=== Aangeleverd fragment ===
- - - - -
Waarschijnlijk zal de waarheid wel in het midden liggen en, evenals bij zoovele maatschappelijke evoluties, is náást winst verlies te boeken. Treffend is het dat uit de jongste litteratuur - vooral die door vrouwen wordt geschreven - ons soms zúlk een radeloosheid, weemoed of leegte tegemoet komt, dat het ons duidelijk moet zijn dat de vrouw zich met haar onbestreden verovering nog niet heeft weten te vereenzelvigen. - Wanneer wij in onze herinnering terug gaan naar de litteratuur van twintig, vijf en twintig jaar geleden, dan zien wij dat tòen, door enkele zeer moderne auteurs, de vrouw in liefdesverhoudingen, die niet wettig waren, werd beschreven, maar dit geschiedde aarzelend en de publieke opinie laakte het. Jonge, vrouwelijke auteurs hebben het in dien tijd bestaan een genegenheid van een jong meisje voor een getrouwden man te beschrijven, een genegenheid zoo diep, zoo groot, zoo verhuld dat zij zich nauwelijks in één enkel woord en gebaar verried.
Eenigen tijd daarna verschenen vele verhalen waarin vrijmoedig het recht van onweerstaanbare liefde bepleit werd, het recht der keuze van het hart. Het noodlot van zulk een liefde, die zich toch nog maar op zeer onvolledige wijze mocht uitleven. De publieke opinie las het gretig, doch laakte het. Tot, na den oorlog, een stortvloed van litteratuur over de wereld brak, waarin de liefde, de hartstocht als een vrij menschen-bezit werd voorgesteld, maar in vele van die boeken was de liefde nog romantisch en de hartstocht nog als een vuur. Doch in het allerlaatst decennium verschijnt er over de geheele wereld een litteratuur waarin de erotiek van alle glorie is ontdaan. Ontluisterd staat hij voor ons, deze onttroonde Eros, - een bleeke schim van wat hij eens was. En toch is de macht van dezen ontluisterden God nog zoo groot dat hij in staat is menschen vóórt te drijven, radeloos en uitzinnig.
| |
| |
Maar hij werpt geen vuur meer in de harten, zelden meer verlicht hij met sterrenglans het gemoed, maar hij brengt bittere begeerte in het bloed en een fatalen drang om zich zelf te verliezen.
Dit is het wat het noodlot der jongeren schijnt: dat zoovelen zich verliezen willen. Waarom willen zij zich verliezen? Om de werkelijkheid niet te kennen.
- - - - -
=== Aangeleverde gegevens ===
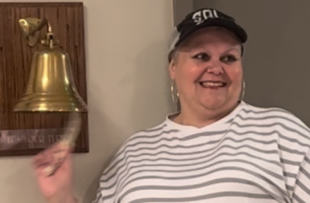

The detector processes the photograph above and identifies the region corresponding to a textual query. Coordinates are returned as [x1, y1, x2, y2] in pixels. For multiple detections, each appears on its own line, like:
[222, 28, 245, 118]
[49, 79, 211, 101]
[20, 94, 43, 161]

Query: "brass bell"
[14, 18, 87, 112]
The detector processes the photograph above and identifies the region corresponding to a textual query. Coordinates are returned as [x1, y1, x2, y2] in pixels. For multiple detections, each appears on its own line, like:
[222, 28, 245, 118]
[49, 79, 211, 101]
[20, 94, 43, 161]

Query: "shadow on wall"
[131, 41, 175, 129]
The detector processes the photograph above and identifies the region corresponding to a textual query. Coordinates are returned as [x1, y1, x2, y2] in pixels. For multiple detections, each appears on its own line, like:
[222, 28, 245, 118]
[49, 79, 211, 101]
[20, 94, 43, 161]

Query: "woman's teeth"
[199, 82, 226, 88]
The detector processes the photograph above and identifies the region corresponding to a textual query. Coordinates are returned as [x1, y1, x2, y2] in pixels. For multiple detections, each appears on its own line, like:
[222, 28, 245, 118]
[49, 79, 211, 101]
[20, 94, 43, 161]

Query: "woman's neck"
[172, 102, 239, 128]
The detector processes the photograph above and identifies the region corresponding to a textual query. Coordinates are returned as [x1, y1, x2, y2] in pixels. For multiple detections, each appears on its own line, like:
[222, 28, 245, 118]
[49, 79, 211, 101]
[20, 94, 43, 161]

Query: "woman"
[35, 9, 310, 203]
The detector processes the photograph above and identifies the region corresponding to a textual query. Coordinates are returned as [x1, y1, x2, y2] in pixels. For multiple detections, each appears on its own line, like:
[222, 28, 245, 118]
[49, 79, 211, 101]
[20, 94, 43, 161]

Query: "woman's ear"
[168, 58, 176, 80]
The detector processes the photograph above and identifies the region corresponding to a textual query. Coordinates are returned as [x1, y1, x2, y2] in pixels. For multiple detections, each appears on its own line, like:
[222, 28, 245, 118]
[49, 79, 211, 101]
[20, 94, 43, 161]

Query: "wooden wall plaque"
[0, 2, 89, 156]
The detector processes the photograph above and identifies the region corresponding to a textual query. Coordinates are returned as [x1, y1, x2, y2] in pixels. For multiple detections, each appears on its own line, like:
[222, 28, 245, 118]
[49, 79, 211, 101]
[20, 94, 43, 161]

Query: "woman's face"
[169, 27, 243, 110]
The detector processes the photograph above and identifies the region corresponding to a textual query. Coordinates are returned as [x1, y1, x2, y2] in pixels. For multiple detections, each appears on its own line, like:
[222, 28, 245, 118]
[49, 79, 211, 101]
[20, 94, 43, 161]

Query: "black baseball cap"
[170, 8, 247, 52]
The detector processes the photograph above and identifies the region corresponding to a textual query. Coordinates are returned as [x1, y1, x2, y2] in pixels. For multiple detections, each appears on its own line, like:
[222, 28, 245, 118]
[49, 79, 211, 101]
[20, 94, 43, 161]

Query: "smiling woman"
[32, 8, 310, 203]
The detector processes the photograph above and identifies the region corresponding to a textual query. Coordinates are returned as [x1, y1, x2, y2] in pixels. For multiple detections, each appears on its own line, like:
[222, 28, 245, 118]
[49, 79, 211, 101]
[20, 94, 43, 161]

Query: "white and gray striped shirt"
[94, 102, 310, 203]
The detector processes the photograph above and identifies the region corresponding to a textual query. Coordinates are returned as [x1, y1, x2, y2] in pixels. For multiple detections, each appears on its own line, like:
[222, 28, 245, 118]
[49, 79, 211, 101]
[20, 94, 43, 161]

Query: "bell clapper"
[44, 112, 82, 176]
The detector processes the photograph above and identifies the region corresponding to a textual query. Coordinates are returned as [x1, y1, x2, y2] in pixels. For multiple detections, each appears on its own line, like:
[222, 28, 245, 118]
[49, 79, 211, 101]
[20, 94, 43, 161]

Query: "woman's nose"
[207, 63, 224, 75]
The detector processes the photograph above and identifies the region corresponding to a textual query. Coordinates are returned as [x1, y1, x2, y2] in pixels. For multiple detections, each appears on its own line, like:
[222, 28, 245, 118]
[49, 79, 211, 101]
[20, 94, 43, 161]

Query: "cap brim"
[175, 18, 247, 46]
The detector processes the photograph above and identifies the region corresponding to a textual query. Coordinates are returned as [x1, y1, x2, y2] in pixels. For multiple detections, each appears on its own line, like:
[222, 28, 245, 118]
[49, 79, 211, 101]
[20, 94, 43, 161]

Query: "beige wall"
[193, 0, 310, 125]
[0, 0, 173, 203]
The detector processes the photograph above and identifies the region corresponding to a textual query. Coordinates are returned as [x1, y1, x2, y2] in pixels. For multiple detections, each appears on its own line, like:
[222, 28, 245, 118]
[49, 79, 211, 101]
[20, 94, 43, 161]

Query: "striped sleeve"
[292, 150, 310, 203]
[278, 112, 310, 203]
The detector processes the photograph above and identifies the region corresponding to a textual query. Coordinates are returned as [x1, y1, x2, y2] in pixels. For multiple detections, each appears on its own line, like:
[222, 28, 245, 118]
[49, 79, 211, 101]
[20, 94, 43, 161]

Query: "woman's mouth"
[199, 81, 227, 89]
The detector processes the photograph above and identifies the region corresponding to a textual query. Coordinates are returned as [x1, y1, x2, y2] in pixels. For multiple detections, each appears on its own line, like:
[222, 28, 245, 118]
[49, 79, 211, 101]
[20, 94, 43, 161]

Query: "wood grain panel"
[0, 2, 89, 156]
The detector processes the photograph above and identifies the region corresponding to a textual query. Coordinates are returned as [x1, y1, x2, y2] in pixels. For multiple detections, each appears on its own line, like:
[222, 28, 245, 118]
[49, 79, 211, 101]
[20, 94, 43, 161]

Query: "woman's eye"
[222, 55, 237, 63]
[193, 53, 210, 61]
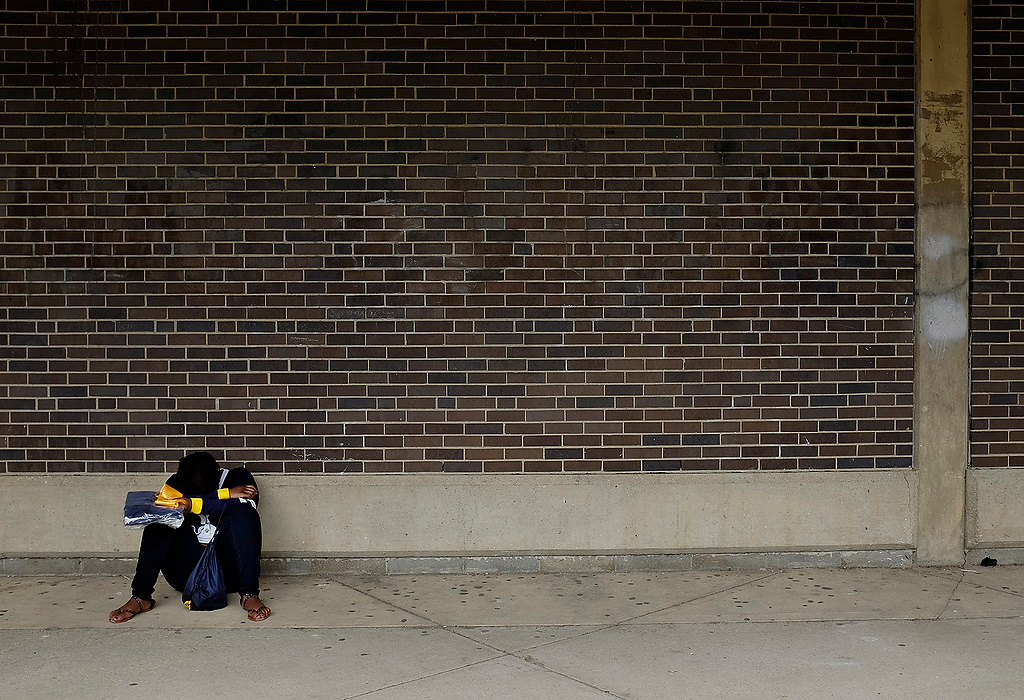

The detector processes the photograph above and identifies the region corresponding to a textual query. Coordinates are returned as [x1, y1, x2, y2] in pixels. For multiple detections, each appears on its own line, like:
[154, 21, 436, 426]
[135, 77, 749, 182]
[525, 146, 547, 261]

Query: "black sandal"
[111, 596, 157, 623]
[241, 594, 270, 622]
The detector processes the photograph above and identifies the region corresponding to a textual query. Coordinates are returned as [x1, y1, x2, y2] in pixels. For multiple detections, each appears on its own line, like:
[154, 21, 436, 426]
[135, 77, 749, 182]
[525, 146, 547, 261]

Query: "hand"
[227, 484, 258, 498]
- - - - -
=== Opdrachten ===
• a. Ga na of de volgende beweringen kloppen met het fragment. Geef bij elke bewering ja of nee en citeer letterlijk de woorden uit het fragment die de doorslag geven: (i) De publieke opinie las de verhalen over het recht van onweerstaanbare liefde gretig. (ii) Eros werpt nog altijd vuur in de harten. (iii) De stortvloed van literatuur brak vóór de oorlog over de wereld.
• b. Citeer letterlijk het deel van het fragment dat opent met de woorden die "Dit is het wat" bevatten en sluit met "niet te kennen.".
• c. Waarom willen zovelen van de jongeren zich volgens het fragment verliezen?

=== Antwoorden ===
• a.
(i) Ja: "De publieke opinie las het gretig, doch laakte het."
(ii) Nee: "Maar hij werpt geen vuur meer in de harten"
(iii) Nee: "Tot, na den oorlog, een stortvloed van litteratuur over de wereld brak"

• b.
Dit is het wat het noodlot der jongeren schijnt: dat zoovelen zich verliezen willen. Waarom willen zij zich verliezen? Om de werkelijkheid niet te kennen.

• c. Om de werkelijkheid niet te kennen.